**ABOUT THIS EXERCISE**:
Keep the wording of the records intact as you retype them, and omit every image.

── INFORMATION GIVEN ──

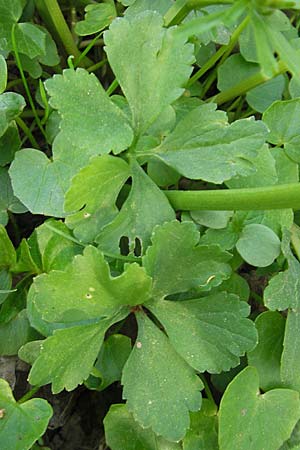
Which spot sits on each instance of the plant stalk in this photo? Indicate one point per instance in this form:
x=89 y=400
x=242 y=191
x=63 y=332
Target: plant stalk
x=51 y=14
x=178 y=12
x=265 y=198
x=245 y=86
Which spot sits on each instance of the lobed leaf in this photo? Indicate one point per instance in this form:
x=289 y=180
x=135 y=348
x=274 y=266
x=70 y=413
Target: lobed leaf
x=155 y=395
x=281 y=118
x=145 y=207
x=92 y=292
x=204 y=146
x=197 y=265
x=203 y=432
x=265 y=357
x=210 y=333
x=67 y=357
x=124 y=433
x=244 y=413
x=148 y=87
x=90 y=201
x=75 y=94
x=21 y=424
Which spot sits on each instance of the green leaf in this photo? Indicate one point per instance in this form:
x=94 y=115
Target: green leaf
x=281 y=119
x=137 y=7
x=239 y=66
x=110 y=362
x=148 y=87
x=267 y=354
x=74 y=94
x=204 y=146
x=258 y=245
x=78 y=93
x=294 y=441
x=8 y=202
x=30 y=351
x=203 y=432
x=67 y=357
x=145 y=207
x=9 y=143
x=30 y=39
x=21 y=425
x=197 y=265
x=283 y=293
x=3 y=74
x=43 y=192
x=5 y=284
x=92 y=292
x=235 y=285
x=210 y=333
x=7 y=251
x=53 y=242
x=122 y=432
x=93 y=193
x=155 y=395
x=265 y=173
x=10 y=14
x=244 y=413
x=97 y=17
x=15 y=333
x=261 y=97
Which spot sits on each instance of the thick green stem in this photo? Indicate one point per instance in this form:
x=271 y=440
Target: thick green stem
x=245 y=86
x=266 y=198
x=51 y=14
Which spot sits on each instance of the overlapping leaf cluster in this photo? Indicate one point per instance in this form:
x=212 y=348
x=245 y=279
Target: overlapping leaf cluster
x=121 y=252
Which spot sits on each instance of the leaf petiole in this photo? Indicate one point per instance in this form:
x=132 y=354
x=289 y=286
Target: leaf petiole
x=265 y=198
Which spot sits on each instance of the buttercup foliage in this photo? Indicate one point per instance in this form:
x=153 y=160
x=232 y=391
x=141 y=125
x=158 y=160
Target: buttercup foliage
x=149 y=226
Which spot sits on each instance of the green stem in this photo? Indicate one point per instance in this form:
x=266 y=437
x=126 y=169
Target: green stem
x=28 y=395
x=97 y=66
x=207 y=389
x=27 y=90
x=206 y=23
x=295 y=239
x=27 y=132
x=177 y=13
x=87 y=49
x=226 y=49
x=7 y=291
x=51 y=14
x=245 y=86
x=266 y=198
x=112 y=87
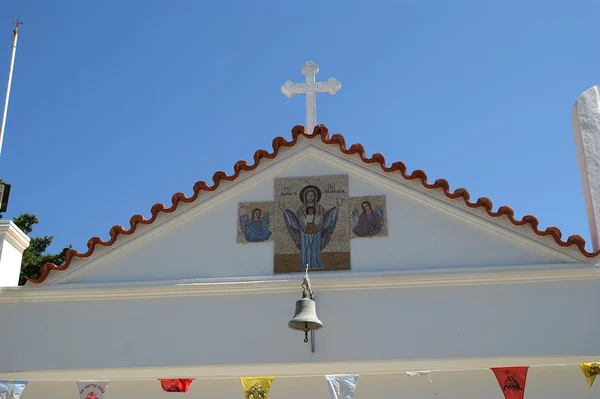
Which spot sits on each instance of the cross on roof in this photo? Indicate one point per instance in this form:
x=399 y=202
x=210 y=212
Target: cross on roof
x=17 y=23
x=310 y=88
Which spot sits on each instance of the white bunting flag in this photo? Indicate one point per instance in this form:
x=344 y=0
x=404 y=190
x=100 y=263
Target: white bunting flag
x=342 y=386
x=419 y=374
x=11 y=389
x=91 y=389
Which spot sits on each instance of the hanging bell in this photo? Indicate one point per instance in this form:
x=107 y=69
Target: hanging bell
x=305 y=319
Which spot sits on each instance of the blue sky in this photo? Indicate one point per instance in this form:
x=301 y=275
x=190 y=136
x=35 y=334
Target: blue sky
x=116 y=105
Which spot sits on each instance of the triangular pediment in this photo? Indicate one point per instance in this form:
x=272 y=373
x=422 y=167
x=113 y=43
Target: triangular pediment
x=313 y=200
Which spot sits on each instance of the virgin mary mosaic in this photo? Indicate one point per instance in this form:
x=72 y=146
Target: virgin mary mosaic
x=312 y=224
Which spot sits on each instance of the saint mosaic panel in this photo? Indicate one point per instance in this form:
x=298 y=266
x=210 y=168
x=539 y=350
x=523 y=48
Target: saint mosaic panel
x=368 y=217
x=254 y=222
x=311 y=222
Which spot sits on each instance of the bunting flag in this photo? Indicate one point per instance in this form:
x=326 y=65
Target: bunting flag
x=91 y=389
x=590 y=370
x=11 y=389
x=419 y=374
x=342 y=386
x=512 y=381
x=176 y=384
x=256 y=387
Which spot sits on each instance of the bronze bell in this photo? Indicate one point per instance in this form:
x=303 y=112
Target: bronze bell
x=305 y=319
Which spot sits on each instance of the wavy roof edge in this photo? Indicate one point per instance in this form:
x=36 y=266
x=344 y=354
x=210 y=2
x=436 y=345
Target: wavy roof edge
x=322 y=132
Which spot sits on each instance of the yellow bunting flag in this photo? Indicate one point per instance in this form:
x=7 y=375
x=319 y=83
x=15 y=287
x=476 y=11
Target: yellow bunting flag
x=256 y=387
x=590 y=370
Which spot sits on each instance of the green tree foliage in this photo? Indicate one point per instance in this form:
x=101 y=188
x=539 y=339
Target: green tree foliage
x=35 y=255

───

**RESULT**:
Which spot sits on each instance of the plant stalk in this photo? Indicate one point per instance in this form:
x=89 y=400
x=242 y=191
x=63 y=332
Target: plant stalk
x=51 y=14
x=178 y=12
x=265 y=198
x=245 y=86
Which spot sits on each instance of the lobed leaf in this photo? Indicate one point per instance in this form:
x=289 y=180
x=135 y=348
x=274 y=266
x=70 y=413
Target: lobed leaf
x=155 y=395
x=281 y=118
x=145 y=207
x=92 y=292
x=204 y=146
x=197 y=265
x=203 y=432
x=265 y=357
x=210 y=333
x=67 y=357
x=124 y=433
x=244 y=413
x=148 y=87
x=90 y=201
x=75 y=94
x=21 y=424
Which spot sits on each instance of the green leaf in this photo? Indicate one point per instance in this form:
x=94 y=115
Target: green leaf
x=281 y=119
x=137 y=7
x=239 y=66
x=110 y=362
x=148 y=87
x=267 y=354
x=74 y=94
x=204 y=146
x=258 y=245
x=78 y=93
x=294 y=441
x=8 y=202
x=30 y=351
x=203 y=432
x=67 y=357
x=145 y=207
x=9 y=143
x=30 y=39
x=21 y=425
x=197 y=265
x=283 y=293
x=3 y=74
x=43 y=192
x=5 y=284
x=92 y=292
x=235 y=285
x=210 y=333
x=7 y=251
x=53 y=242
x=122 y=432
x=93 y=193
x=155 y=395
x=265 y=173
x=10 y=14
x=244 y=413
x=97 y=17
x=15 y=333
x=261 y=97
Which spot sits on each instance of the thick green stem in this photo? Indicate one point per instance in this form:
x=271 y=440
Target: thick green stem
x=245 y=86
x=266 y=198
x=51 y=14
Which spot sits on each instance of the overlapping leaf cluster in this photo? Indicate one point per instance in this form:
x=212 y=348
x=245 y=279
Target: overlapping leaf cluster
x=121 y=252
Which spot sits on each instance of the leaf petiole in this photo? Indicate one point per instance in this form:
x=132 y=354
x=289 y=286
Target: leaf petiole
x=265 y=198
Which spot sits on each instance of the buttercup foliage in this photo? Indicate one point per instance in this form:
x=153 y=160
x=232 y=391
x=141 y=125
x=158 y=160
Target: buttercup foliage
x=149 y=226
Which spot sits on each instance of the green stem in this photo? Indicate one point per instance in this form:
x=266 y=437
x=126 y=169
Target: green stem
x=28 y=395
x=97 y=66
x=207 y=389
x=27 y=90
x=206 y=23
x=295 y=239
x=27 y=132
x=177 y=13
x=87 y=49
x=226 y=49
x=7 y=291
x=51 y=14
x=245 y=86
x=266 y=198
x=112 y=87
Which spot sits on each instance of the cross on roof in this photo? Indicate one point per instance in this form:
x=399 y=202
x=210 y=212
Target: cross on roof
x=17 y=23
x=310 y=88
Which spot sits on each instance of the white bunting flag in this photo? Indicate one point per instance in this form:
x=344 y=0
x=404 y=190
x=100 y=263
Target: white bunting flag
x=342 y=386
x=419 y=374
x=11 y=389
x=91 y=389
Which spot sits on each instance of the hanging bell in this photo? Indicate one point per instance in this form:
x=107 y=69
Target: hanging bell
x=305 y=319
Which spot sits on each instance of the blue sky in this photo? Indicate one point per instance in this form:
x=301 y=275
x=190 y=136
x=35 y=334
Target: blue sky
x=116 y=105
Which spot sits on each instance of the triangular pediment in this photo? Indicate one point per instance in this form:
x=272 y=373
x=422 y=167
x=113 y=43
Target: triangular pediment
x=313 y=200
Which spot sits on each instance of the virgin mary mosaic in this photo? Indicate one point per instance in this form:
x=72 y=146
Target: virgin mary mosaic
x=312 y=224
Which spot sits on each instance of the saint mosaic panel in this photo? Indicate one point per instance in this form:
x=298 y=266
x=210 y=168
x=539 y=350
x=523 y=48
Target: saint mosaic panel
x=368 y=217
x=254 y=222
x=311 y=222
Which spot sits on each instance of the bunting flag in this photo? Indicate one point per instance in this form:
x=326 y=65
Target: bunting flag
x=91 y=389
x=590 y=370
x=11 y=389
x=419 y=374
x=342 y=386
x=512 y=381
x=176 y=384
x=256 y=387
Which spot sits on each instance of the bronze bell in this photo? Indicate one point per instance in this form:
x=303 y=112
Target: bronze bell
x=305 y=319
Which spot sits on each instance of the wavy roof edge in this photo? Indicate one point per instance in this form:
x=36 y=266
x=344 y=354
x=210 y=2
x=436 y=345
Target: wavy roof edge
x=322 y=132
Which spot sits on each instance of the yellow bunting flag in this photo? Indicate one point per instance in this form:
x=7 y=375
x=319 y=83
x=15 y=287
x=476 y=11
Target: yellow bunting flag
x=256 y=387
x=590 y=370
Which spot sits on each instance of the green tree foliage in this photo? Indicate one point per instance in this form:
x=101 y=188
x=539 y=339
Target: green tree foliage
x=35 y=255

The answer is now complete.